►

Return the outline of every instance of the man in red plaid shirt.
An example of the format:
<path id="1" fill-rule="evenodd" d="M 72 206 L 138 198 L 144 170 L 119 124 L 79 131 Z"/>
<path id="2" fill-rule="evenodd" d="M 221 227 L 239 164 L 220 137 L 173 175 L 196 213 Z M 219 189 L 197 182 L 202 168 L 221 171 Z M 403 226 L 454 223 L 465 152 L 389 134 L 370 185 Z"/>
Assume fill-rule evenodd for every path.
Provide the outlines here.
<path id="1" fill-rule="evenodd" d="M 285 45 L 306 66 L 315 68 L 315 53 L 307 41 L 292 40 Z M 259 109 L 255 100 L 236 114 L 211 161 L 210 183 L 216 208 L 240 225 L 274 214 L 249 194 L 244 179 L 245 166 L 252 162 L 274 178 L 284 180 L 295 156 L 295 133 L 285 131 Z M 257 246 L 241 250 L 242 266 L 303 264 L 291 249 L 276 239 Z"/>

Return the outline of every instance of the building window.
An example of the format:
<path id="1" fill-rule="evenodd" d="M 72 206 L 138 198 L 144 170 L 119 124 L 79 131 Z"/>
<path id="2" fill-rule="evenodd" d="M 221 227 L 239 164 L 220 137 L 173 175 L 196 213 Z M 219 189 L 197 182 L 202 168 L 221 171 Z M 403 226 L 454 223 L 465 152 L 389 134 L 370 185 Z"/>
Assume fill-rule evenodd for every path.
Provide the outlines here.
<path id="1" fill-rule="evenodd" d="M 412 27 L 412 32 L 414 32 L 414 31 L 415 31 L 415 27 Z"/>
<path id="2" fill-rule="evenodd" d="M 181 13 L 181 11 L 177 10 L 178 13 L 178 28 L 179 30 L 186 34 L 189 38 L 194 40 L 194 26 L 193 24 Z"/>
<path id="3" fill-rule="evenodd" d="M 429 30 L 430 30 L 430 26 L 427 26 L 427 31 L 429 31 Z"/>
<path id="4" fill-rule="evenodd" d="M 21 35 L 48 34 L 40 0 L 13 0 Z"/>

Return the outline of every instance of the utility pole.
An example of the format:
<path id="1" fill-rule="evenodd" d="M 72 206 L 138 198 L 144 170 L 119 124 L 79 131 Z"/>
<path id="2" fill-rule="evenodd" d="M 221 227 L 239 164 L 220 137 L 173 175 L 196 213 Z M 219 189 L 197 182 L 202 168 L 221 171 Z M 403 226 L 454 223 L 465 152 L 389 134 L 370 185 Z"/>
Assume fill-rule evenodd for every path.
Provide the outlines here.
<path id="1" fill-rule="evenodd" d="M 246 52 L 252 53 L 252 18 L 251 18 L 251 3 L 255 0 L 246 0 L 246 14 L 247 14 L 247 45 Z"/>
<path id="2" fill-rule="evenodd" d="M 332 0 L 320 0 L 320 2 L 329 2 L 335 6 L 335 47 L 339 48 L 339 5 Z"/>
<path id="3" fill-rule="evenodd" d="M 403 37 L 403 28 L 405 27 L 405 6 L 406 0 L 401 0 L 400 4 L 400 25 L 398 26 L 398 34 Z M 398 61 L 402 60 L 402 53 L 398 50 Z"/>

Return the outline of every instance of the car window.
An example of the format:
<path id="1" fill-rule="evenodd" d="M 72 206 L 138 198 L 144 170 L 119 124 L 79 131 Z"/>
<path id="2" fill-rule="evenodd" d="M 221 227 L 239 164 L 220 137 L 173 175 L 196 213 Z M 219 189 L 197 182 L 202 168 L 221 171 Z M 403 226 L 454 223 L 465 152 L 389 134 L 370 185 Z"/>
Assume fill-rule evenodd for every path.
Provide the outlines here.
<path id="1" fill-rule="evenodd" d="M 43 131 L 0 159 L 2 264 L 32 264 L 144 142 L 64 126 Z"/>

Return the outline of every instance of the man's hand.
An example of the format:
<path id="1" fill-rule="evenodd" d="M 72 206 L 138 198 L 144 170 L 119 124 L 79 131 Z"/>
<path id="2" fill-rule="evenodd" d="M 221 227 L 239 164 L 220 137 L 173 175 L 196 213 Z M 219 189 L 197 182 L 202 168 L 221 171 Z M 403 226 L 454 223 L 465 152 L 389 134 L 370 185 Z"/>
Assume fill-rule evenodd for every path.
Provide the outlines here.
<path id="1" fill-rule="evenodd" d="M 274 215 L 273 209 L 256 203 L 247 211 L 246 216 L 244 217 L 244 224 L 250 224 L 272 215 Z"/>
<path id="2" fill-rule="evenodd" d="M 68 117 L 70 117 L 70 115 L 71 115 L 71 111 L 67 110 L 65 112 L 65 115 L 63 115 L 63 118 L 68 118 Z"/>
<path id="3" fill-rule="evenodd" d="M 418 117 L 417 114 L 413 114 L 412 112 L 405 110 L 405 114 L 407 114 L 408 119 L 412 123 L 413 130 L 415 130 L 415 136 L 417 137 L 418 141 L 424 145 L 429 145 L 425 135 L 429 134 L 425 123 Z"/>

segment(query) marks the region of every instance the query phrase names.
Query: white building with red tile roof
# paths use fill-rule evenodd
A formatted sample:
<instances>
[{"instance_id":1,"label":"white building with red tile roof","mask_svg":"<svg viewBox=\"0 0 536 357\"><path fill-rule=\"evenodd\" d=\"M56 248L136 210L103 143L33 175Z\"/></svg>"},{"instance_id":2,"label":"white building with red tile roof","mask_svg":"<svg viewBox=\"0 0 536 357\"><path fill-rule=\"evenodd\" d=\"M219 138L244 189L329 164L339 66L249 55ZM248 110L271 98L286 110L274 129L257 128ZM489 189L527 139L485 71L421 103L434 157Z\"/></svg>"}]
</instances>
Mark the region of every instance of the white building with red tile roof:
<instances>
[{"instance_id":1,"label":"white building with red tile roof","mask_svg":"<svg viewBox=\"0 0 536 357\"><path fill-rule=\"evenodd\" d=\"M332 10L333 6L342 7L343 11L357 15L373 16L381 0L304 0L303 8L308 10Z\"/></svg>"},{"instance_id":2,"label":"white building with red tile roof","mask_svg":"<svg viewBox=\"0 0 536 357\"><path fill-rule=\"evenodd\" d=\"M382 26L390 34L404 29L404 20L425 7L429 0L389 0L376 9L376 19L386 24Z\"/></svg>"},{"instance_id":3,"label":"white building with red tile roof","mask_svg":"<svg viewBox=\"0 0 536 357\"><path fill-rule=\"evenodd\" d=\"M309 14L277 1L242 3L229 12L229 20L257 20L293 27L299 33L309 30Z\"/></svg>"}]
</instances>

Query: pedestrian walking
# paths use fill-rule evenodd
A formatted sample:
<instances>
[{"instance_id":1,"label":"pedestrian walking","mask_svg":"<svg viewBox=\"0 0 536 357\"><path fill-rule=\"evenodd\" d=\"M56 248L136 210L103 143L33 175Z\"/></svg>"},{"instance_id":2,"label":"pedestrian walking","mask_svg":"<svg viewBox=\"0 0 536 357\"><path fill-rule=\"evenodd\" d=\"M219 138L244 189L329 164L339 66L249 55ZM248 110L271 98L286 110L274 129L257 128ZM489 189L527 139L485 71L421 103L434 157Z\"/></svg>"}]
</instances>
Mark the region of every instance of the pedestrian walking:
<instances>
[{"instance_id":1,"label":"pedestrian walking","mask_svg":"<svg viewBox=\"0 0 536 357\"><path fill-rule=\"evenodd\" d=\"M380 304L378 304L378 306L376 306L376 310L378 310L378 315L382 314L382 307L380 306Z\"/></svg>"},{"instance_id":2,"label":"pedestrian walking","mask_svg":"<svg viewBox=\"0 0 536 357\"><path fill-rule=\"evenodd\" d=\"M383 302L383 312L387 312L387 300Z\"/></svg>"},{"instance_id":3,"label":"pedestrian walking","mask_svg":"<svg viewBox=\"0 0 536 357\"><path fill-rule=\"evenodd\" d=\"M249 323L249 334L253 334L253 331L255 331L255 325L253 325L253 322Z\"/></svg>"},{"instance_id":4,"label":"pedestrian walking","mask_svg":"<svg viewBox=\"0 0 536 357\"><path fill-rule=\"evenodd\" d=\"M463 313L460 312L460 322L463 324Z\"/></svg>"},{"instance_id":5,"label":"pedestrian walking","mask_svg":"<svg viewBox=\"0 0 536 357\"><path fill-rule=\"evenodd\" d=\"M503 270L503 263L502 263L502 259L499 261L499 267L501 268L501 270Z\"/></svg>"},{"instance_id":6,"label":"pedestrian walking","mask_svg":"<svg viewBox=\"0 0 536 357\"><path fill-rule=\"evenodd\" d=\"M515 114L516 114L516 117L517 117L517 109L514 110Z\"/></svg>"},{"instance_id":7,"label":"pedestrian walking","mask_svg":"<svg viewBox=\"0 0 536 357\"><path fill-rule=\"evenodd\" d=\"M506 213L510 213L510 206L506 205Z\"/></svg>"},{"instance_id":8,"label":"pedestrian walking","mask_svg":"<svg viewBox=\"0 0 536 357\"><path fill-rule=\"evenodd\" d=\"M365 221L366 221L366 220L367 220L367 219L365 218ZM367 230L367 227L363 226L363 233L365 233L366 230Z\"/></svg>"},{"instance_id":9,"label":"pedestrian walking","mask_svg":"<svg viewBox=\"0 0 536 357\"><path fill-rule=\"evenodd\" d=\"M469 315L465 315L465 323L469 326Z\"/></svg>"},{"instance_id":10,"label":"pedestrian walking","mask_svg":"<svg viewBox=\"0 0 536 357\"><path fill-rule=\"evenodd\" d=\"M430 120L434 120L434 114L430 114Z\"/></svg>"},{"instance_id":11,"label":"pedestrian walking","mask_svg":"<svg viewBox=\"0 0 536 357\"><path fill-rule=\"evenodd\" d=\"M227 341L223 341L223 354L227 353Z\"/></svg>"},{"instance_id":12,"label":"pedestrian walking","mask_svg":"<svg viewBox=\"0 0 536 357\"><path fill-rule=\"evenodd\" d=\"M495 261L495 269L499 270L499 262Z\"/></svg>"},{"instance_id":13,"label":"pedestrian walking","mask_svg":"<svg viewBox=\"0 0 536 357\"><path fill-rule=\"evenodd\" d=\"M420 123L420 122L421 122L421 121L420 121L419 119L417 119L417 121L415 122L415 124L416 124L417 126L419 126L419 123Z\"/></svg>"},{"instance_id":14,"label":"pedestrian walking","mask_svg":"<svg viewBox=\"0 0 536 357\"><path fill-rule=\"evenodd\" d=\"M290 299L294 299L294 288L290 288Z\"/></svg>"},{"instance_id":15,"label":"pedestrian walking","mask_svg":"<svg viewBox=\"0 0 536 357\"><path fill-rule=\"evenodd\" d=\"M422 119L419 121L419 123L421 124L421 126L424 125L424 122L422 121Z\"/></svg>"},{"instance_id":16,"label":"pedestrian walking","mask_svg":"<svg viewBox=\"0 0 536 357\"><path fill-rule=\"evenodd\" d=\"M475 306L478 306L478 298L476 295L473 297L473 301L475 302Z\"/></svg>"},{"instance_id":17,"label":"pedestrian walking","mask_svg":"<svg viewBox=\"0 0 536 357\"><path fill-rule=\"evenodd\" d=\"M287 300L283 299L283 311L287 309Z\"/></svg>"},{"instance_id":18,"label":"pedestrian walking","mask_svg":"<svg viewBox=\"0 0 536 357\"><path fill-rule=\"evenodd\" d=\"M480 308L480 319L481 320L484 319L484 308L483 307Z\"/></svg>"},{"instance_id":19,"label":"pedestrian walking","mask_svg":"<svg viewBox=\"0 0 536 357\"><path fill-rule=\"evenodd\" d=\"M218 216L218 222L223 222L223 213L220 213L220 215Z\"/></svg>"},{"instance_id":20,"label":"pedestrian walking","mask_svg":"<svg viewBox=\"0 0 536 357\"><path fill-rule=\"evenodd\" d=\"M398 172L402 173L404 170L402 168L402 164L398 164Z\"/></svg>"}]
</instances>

◄

= Directions =
Only a number is expected here: how many lines above contain the word "window".

= Answer box =
2